**EXERCISE GOAL**. List every line of the material below that contains the word "white", matching case exactly.

Data listing:
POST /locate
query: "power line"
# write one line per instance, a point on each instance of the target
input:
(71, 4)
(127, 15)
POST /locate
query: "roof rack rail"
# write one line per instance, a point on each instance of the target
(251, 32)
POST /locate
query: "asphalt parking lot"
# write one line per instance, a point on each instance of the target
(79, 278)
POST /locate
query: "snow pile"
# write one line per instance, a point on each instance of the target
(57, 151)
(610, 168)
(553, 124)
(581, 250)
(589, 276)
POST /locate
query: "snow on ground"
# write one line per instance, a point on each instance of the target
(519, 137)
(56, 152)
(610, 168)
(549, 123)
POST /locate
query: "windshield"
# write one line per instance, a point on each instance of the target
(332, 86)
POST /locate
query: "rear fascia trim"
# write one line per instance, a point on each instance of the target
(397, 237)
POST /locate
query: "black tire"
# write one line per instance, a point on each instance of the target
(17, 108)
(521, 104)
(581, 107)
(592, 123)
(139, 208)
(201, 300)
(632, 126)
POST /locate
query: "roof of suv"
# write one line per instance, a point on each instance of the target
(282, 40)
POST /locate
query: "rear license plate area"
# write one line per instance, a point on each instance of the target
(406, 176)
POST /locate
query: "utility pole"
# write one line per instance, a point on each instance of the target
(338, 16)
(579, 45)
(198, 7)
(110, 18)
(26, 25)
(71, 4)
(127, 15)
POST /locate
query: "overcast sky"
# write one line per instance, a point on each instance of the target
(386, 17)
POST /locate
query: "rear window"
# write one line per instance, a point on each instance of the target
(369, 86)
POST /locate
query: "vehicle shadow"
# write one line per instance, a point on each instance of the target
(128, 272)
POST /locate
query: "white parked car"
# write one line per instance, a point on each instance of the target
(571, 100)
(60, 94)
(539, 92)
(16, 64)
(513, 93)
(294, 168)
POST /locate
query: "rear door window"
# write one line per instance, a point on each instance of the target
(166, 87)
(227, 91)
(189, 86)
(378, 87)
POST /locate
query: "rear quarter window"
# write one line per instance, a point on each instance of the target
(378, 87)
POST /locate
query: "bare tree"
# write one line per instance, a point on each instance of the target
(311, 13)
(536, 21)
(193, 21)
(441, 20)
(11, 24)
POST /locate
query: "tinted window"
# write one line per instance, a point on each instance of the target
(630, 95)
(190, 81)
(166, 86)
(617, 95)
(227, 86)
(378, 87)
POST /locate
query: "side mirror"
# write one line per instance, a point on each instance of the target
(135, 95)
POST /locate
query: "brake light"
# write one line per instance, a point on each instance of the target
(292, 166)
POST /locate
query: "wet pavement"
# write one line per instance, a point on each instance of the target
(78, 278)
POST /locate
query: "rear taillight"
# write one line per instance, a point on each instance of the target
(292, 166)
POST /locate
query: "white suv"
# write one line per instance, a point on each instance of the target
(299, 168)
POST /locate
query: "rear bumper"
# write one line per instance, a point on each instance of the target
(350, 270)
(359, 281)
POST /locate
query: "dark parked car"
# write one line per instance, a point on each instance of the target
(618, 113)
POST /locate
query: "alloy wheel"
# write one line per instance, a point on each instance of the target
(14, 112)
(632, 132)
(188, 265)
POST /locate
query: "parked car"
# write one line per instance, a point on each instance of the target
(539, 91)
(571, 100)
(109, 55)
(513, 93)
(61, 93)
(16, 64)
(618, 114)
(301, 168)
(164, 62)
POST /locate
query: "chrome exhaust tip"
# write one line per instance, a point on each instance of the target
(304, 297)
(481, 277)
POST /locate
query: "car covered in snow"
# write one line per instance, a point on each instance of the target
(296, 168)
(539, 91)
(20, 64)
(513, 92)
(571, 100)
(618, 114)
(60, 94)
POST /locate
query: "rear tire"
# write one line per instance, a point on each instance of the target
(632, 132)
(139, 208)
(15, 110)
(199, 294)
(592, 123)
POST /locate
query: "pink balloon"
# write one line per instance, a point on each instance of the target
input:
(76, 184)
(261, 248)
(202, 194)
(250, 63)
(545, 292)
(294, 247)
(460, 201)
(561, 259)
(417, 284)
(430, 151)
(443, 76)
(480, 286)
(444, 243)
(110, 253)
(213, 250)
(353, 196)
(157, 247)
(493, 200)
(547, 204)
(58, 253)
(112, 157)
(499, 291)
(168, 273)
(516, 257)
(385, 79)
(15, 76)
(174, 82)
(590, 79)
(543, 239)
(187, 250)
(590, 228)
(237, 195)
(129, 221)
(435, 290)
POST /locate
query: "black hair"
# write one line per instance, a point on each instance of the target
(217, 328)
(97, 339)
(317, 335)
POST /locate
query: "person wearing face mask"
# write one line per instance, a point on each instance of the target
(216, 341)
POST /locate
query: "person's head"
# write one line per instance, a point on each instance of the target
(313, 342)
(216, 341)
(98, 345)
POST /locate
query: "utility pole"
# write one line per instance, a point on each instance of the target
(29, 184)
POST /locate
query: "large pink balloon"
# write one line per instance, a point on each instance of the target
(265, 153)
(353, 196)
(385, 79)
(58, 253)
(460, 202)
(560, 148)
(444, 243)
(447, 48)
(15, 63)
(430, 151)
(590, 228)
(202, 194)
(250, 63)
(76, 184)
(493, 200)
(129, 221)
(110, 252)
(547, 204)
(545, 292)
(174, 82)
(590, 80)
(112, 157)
...
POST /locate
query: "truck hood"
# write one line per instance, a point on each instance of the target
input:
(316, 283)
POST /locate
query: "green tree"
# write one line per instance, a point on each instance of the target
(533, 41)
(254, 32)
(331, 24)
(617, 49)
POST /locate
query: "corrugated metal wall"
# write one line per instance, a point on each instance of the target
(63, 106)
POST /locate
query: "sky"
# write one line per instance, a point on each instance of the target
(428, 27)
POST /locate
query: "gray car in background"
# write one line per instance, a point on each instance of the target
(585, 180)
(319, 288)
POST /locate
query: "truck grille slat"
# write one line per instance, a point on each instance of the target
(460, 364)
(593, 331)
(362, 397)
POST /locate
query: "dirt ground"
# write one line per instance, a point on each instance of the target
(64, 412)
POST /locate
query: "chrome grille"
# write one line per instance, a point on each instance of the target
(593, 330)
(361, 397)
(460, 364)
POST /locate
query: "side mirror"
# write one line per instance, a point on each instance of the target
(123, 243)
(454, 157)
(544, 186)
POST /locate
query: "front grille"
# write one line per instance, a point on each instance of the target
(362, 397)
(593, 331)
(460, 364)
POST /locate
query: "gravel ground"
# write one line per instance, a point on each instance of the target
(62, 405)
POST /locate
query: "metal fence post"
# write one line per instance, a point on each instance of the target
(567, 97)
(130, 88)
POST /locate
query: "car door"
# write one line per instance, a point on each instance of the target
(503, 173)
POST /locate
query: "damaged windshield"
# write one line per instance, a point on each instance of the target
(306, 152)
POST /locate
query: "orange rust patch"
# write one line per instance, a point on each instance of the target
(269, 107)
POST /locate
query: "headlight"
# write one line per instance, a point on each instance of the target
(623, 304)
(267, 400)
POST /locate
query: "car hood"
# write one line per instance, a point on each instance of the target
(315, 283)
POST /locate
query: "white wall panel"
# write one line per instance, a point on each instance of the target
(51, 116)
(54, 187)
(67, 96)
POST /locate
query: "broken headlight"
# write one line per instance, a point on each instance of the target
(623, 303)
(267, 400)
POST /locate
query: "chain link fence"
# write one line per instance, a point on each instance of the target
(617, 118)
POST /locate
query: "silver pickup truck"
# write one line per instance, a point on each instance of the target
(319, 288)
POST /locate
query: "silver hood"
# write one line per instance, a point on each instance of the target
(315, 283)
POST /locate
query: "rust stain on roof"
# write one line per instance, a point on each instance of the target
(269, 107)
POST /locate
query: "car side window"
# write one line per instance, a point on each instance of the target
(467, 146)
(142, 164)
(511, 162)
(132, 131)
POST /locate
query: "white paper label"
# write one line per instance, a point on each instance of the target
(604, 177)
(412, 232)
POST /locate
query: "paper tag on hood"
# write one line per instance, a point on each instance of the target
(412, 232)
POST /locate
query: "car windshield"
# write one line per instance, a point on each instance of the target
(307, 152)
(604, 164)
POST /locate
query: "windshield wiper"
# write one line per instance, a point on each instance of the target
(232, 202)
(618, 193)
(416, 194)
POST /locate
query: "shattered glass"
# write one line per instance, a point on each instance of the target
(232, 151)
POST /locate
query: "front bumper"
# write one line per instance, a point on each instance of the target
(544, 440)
--
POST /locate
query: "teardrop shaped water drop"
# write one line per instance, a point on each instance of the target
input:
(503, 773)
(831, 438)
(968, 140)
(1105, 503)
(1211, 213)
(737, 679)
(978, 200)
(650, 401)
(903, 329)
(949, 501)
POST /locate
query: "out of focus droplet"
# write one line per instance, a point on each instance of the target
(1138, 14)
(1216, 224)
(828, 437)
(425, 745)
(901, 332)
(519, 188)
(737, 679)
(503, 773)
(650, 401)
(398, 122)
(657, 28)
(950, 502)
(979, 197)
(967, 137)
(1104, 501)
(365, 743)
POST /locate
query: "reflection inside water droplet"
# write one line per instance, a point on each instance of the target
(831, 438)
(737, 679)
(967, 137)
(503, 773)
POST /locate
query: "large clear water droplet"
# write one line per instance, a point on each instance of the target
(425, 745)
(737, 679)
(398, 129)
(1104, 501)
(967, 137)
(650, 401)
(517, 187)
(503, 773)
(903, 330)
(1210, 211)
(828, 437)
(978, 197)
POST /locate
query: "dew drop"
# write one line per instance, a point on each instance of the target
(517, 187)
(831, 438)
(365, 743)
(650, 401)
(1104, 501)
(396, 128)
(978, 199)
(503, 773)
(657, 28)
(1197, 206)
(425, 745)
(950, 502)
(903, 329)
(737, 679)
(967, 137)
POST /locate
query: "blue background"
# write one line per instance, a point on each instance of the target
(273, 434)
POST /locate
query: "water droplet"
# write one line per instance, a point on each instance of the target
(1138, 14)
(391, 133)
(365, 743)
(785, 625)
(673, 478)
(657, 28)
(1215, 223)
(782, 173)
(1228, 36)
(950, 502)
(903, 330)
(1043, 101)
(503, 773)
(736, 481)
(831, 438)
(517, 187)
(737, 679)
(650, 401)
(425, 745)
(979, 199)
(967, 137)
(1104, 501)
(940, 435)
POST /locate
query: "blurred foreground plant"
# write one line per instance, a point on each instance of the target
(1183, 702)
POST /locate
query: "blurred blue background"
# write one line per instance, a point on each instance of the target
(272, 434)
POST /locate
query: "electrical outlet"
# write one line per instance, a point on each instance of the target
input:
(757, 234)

**WORKED ANSWER**.
query: "white parked car"
query: "white suv"
query: "white wall panel"
query: "white paper label"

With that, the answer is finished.